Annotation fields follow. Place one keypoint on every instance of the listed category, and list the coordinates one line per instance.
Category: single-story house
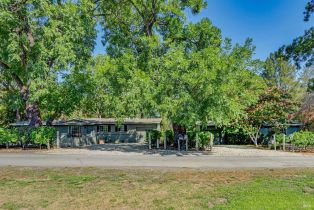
(88, 131)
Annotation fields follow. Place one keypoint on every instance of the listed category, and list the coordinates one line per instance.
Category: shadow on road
(143, 149)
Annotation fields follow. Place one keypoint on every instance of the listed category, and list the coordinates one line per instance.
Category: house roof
(97, 121)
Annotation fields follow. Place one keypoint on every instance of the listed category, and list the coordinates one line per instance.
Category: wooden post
(58, 139)
(186, 143)
(149, 141)
(94, 137)
(196, 145)
(165, 141)
(211, 142)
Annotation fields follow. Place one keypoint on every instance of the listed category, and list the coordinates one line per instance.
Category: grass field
(93, 188)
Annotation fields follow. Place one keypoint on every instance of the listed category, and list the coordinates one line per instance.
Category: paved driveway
(115, 159)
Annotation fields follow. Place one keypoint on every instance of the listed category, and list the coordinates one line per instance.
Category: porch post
(149, 141)
(58, 139)
(165, 141)
(94, 137)
(196, 146)
(187, 143)
(211, 142)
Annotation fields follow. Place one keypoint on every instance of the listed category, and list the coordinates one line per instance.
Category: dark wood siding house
(89, 131)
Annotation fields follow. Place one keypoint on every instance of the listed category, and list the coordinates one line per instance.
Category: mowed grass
(94, 188)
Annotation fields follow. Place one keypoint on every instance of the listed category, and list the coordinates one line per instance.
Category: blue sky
(270, 23)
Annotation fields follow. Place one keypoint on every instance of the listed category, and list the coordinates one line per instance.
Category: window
(75, 131)
(121, 128)
(103, 128)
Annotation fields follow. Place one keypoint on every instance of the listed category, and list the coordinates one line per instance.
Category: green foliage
(272, 108)
(43, 135)
(203, 138)
(154, 134)
(8, 135)
(38, 40)
(303, 138)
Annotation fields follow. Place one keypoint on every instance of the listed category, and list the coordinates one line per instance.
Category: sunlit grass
(94, 188)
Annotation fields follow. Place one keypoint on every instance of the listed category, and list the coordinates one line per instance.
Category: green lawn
(93, 188)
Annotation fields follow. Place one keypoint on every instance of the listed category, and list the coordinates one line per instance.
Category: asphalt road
(150, 161)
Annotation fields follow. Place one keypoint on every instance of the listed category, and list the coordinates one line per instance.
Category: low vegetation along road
(227, 178)
(220, 158)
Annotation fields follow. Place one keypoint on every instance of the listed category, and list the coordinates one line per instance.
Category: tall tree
(272, 109)
(309, 9)
(39, 38)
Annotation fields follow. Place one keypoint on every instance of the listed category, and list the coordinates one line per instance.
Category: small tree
(43, 135)
(7, 136)
(272, 108)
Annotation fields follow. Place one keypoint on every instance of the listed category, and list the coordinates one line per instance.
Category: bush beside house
(29, 136)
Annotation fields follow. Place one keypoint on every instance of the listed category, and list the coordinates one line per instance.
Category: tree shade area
(157, 64)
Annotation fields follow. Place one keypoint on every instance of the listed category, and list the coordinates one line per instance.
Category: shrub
(8, 136)
(203, 138)
(154, 134)
(303, 138)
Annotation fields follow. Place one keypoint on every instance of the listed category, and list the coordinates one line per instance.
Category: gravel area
(140, 149)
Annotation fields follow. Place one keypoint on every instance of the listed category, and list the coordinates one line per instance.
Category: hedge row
(301, 138)
(24, 136)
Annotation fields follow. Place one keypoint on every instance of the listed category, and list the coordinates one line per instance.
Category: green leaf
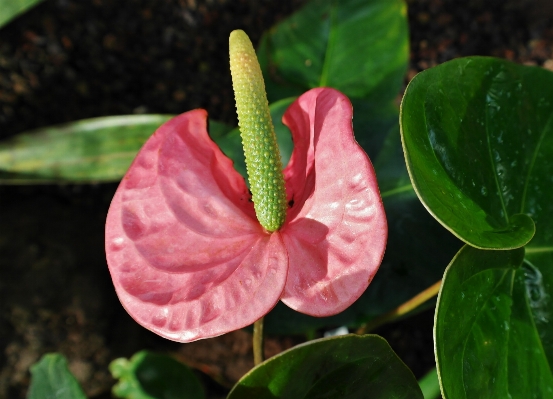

++++++++

Goal of the exercise: An exact copy of the listing is needed, minus its pictures.

Result for this exercise:
Annotation fields follow. Place one keypoint on every instance of the listed category, and list the coordinates one line per instance.
Category: single-story house
(88, 131)
Annotation fields follow. Place one keypoint on every instance of the listed category, and list the coordinates one line per instance.
Category: shadow on road
(143, 149)
Annotation fields follow. Place one keypoint on every instance of the listed category, and list the coordinates one line per instance.
Category: house roof
(97, 121)
Annotation fields follow. Place one keypoint on every instance of the listed category, and list the coordinates one line per instance.
Category: wooden post
(58, 139)
(186, 143)
(149, 141)
(94, 137)
(196, 145)
(165, 141)
(211, 142)
Annotation fields follow. Place one keypoint on every instance of the listed category, and list the coordinates one line per instance.
Category: grass field
(93, 188)
Annotation fields follow. Place one keypoint on every instance of the listed category, and list the coordinates one line per instance.
Category: paved driveway
(115, 159)
Annotation fields follow. Place one keypoint on every instance of the listed category, and list the coordinates one line per instance.
Category: porch post
(149, 141)
(58, 139)
(165, 141)
(94, 137)
(196, 146)
(187, 143)
(211, 142)
Annotation fields follow. Place one keypoint on every instance of the listed category, and list the coordinates one line per instance.
Category: dark wood siding house
(89, 131)
Annotation fields follow. Place one keypoint on every instance of the listed category, and list the coordinates one line per instance.
Category: mowed grass
(94, 188)
Annotation fields follow. Place one keypoint on every instance of the listed category, and list the coordinates one line per instance.
Category: blue sky
(270, 23)
Annotation fields follow. Place one keypoint on every instance of the listed category, and list the coordinates one line per instance.
Category: window
(75, 131)
(121, 128)
(103, 128)
Annotation fields follow. Place one keypoint on every instance of the listed category, and list the coordinates one line per instance.
Category: green foliage
(272, 108)
(43, 135)
(203, 138)
(154, 134)
(8, 135)
(38, 40)
(303, 138)
Annotation fields follow. Place one keypoint on every instance of the listed category, and list the coordinates one line per instance.
Category: sunlit grass
(94, 188)
Annotation fields follow. Place one keypoint on every instance of the listed category, and list the coordinates one line per instance.
Category: green lawn
(93, 188)
Annotation fields follow. Place one keypoint on every instance of the listed category, and list the coordinates one line per instance.
Category: asphalt road
(150, 161)
Annotation fields follow. Place one keypoint on every instance of the listed category, and list the coordinates one line per instance.
Category: low vegetation along road
(227, 178)
(220, 158)
Annotation fields follow. Place one keypoint on every instance of the listed category, and list the coordinates one line per instance.
Category: tall tree
(272, 109)
(309, 9)
(39, 38)
Annotation fields follow. Place one keypoint on every instance of the listed category, and list the coordinates one line per instance.
Category: small tree
(43, 135)
(7, 136)
(272, 108)
Annotation fields follow. Place one keypoint on every instance of the listed category, and list the coordinates one line per instance.
Category: bush beside house
(29, 136)
Annotation fields follow. Place one keypoint on every instance of the listed category, and list the coordinates one line per instance.
Category: tree shade area
(157, 64)
Annotation fields follow. Place one keypoint on every instance of the listed category, and list the coordinates one line per instance.
Category: shrub
(8, 136)
(203, 138)
(154, 134)
(303, 138)
Annotation fields follow. Place one keypoint on every instance of the listed category, and list the coordinates one line per instance.
Category: gravel area
(140, 149)
Annotation fields follow. Place one keypoint on every instance of the listed category, and list the coordinates one line per instance.
Category: hedge row
(301, 138)
(24, 136)
Annotation fields follow. Place one keypoint on every instance of the listed category, and list the coordinates one line per instance.
Category: green leaf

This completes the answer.